:: Your objective ::
Tally how many lines in the data hold the word "woman", and give the result with no other text.

◇ ◇ ◇ ◇

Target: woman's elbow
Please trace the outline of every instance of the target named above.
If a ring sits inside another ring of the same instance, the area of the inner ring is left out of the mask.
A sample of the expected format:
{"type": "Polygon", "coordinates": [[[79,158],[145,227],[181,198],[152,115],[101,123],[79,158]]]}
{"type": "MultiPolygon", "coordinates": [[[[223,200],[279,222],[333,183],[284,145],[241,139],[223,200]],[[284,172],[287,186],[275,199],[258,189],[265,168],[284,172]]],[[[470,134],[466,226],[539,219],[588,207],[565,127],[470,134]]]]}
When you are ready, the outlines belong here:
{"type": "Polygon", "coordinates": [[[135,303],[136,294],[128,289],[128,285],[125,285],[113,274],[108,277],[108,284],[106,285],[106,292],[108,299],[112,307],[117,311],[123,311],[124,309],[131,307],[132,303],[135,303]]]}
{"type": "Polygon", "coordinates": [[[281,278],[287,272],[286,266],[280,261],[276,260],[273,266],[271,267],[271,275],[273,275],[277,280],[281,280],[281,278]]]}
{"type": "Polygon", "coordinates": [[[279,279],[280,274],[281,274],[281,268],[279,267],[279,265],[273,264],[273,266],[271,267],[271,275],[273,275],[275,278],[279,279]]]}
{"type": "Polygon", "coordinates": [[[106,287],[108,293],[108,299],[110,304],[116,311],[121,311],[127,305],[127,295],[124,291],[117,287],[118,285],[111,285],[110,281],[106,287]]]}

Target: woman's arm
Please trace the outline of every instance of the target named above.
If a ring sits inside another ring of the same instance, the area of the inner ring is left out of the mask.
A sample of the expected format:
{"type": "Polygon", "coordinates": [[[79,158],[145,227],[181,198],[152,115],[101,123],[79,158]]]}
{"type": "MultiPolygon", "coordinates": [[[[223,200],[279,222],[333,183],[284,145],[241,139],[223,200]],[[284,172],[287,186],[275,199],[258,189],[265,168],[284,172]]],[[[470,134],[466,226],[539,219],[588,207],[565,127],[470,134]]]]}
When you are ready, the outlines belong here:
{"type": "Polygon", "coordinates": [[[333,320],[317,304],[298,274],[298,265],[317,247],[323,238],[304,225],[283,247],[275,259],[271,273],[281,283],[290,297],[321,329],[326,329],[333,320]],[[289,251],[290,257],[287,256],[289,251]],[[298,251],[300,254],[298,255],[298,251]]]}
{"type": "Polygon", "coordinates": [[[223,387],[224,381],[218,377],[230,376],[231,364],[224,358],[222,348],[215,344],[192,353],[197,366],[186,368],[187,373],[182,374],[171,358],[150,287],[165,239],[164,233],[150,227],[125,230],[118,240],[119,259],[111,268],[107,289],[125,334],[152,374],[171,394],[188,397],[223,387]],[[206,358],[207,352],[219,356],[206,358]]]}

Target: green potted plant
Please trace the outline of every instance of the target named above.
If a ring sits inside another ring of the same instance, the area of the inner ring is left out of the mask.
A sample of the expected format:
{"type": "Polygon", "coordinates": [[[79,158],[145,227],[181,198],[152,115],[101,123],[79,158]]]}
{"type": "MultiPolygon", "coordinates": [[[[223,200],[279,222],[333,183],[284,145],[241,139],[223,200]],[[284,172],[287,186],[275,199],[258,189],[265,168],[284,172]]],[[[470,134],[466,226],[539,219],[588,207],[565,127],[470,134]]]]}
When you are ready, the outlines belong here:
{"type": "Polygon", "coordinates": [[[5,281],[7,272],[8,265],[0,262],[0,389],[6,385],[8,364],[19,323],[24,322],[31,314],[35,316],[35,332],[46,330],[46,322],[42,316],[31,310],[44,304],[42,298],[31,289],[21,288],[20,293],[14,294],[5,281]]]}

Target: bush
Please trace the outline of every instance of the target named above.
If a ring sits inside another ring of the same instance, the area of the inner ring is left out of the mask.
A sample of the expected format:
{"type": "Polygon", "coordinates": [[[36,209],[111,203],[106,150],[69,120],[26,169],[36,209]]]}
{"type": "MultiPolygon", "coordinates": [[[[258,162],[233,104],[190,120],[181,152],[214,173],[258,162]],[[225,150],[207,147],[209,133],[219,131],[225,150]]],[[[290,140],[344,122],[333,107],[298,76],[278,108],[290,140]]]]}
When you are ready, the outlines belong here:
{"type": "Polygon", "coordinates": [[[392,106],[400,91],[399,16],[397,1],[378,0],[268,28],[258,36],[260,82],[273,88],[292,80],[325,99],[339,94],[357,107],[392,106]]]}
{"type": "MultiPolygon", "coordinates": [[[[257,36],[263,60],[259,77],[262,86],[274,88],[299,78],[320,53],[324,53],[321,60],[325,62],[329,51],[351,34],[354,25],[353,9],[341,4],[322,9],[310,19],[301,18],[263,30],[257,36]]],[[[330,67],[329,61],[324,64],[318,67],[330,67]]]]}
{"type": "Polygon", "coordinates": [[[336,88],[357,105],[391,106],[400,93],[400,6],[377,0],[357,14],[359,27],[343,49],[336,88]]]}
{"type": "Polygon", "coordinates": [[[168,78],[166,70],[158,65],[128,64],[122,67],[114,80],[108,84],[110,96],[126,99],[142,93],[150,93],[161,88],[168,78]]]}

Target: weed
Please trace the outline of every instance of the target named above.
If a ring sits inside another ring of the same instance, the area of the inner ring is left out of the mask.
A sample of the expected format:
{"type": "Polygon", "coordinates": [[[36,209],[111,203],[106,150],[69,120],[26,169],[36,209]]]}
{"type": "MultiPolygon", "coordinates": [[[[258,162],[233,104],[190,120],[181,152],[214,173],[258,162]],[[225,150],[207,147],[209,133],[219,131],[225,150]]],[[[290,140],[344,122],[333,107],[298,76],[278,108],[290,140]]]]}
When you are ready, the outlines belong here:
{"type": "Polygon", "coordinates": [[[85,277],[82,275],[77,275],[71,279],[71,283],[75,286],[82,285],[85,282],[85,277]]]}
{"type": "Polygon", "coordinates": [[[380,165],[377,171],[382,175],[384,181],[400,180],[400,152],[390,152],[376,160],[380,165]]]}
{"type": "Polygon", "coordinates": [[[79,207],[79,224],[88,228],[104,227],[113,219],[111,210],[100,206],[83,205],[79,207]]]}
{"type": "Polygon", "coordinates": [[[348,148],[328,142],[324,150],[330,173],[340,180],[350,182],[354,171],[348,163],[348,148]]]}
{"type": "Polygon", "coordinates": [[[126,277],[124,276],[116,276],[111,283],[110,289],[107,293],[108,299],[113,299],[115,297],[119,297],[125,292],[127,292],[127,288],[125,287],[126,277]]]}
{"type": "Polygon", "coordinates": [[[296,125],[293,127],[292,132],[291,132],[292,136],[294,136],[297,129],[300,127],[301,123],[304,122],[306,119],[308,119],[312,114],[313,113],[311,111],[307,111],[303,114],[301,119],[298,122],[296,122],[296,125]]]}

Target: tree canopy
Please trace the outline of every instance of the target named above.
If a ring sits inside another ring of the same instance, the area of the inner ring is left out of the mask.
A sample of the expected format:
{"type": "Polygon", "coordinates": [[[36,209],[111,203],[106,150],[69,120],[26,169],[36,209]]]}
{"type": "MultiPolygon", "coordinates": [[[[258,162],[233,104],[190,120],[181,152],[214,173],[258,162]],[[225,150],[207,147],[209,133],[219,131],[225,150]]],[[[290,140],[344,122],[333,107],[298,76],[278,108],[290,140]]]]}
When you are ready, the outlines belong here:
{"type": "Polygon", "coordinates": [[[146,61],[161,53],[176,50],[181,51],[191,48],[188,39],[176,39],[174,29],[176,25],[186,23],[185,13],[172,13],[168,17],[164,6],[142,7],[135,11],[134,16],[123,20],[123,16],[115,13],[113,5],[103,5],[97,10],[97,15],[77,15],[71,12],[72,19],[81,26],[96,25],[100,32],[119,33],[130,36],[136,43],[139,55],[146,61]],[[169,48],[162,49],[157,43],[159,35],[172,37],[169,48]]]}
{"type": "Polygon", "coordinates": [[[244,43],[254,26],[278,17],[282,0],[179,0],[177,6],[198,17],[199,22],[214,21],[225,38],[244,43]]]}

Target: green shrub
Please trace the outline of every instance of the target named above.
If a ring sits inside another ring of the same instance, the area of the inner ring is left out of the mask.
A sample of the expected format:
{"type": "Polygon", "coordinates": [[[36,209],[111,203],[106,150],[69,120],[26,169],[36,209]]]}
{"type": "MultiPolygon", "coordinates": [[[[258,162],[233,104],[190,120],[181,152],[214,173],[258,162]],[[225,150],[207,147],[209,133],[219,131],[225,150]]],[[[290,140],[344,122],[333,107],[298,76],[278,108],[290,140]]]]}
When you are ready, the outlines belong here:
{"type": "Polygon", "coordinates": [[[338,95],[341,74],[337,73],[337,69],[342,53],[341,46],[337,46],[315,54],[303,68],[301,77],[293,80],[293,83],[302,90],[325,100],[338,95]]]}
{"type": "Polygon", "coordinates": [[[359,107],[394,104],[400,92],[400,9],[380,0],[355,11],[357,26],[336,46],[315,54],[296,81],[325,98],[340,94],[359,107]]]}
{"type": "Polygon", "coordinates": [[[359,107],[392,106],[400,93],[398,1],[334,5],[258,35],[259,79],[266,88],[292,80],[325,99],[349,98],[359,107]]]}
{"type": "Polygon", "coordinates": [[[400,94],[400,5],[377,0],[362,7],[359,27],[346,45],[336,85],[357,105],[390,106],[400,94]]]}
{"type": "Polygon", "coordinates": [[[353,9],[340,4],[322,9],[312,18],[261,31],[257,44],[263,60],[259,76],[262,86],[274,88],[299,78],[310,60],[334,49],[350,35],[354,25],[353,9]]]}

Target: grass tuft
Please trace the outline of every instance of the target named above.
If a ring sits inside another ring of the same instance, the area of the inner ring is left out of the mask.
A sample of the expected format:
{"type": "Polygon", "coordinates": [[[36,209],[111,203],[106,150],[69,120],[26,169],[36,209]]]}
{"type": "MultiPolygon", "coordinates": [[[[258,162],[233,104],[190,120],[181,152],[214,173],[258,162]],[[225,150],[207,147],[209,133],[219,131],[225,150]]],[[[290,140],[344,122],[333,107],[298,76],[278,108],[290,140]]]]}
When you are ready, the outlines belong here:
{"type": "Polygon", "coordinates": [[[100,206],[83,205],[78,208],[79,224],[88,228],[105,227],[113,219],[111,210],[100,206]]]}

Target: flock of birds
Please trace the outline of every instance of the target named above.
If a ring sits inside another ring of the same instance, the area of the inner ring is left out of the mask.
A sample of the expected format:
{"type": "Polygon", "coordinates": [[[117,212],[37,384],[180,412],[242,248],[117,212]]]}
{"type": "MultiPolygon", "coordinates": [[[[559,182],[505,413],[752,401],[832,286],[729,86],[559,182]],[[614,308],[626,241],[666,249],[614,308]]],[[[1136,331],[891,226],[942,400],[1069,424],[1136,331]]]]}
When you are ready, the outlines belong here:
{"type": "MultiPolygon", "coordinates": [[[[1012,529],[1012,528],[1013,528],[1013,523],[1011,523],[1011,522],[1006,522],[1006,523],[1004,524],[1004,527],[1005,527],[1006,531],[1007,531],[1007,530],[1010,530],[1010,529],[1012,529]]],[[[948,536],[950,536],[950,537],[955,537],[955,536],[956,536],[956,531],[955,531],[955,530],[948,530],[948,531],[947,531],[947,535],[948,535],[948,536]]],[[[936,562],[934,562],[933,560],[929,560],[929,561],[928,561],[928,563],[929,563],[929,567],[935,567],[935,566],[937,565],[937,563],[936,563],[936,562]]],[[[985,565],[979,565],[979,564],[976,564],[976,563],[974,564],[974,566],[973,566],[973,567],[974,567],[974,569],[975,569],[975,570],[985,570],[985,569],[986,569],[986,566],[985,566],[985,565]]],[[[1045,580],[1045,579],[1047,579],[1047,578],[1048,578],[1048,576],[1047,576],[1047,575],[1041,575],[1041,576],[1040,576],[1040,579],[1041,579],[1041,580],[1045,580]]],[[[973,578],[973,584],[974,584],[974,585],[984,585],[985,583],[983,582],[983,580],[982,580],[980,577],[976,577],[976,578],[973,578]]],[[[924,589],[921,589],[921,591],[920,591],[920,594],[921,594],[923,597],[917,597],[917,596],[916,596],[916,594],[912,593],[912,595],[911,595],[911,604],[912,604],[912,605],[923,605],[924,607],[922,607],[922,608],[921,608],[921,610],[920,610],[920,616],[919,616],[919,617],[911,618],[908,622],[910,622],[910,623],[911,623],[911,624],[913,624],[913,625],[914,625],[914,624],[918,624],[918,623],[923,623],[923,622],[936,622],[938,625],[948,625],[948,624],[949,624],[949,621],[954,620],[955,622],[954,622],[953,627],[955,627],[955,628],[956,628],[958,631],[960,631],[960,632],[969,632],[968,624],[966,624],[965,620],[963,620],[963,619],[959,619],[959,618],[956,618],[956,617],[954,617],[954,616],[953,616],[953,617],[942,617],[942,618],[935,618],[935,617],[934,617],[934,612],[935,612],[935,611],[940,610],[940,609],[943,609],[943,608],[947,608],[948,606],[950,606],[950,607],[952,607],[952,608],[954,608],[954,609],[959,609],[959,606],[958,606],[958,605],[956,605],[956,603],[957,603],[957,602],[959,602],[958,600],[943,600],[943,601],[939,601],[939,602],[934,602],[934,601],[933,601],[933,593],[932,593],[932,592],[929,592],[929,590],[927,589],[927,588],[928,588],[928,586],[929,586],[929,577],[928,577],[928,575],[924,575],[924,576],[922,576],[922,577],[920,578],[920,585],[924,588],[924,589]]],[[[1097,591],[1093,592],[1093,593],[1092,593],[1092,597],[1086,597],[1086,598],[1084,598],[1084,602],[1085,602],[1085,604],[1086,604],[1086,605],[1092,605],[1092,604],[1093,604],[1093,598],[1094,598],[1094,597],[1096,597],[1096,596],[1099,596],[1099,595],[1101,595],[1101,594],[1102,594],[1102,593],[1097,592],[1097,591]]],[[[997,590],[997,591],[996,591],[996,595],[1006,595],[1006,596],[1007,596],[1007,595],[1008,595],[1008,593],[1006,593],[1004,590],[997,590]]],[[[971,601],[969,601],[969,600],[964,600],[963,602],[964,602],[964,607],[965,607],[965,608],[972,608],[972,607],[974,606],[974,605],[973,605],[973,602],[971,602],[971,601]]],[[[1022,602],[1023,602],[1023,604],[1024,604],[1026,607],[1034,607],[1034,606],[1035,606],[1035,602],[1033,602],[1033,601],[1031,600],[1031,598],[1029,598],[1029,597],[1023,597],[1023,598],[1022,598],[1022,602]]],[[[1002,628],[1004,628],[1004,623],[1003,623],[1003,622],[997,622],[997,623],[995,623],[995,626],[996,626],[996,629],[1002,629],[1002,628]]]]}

◇ ◇ ◇ ◇

:: Response to the task ::
2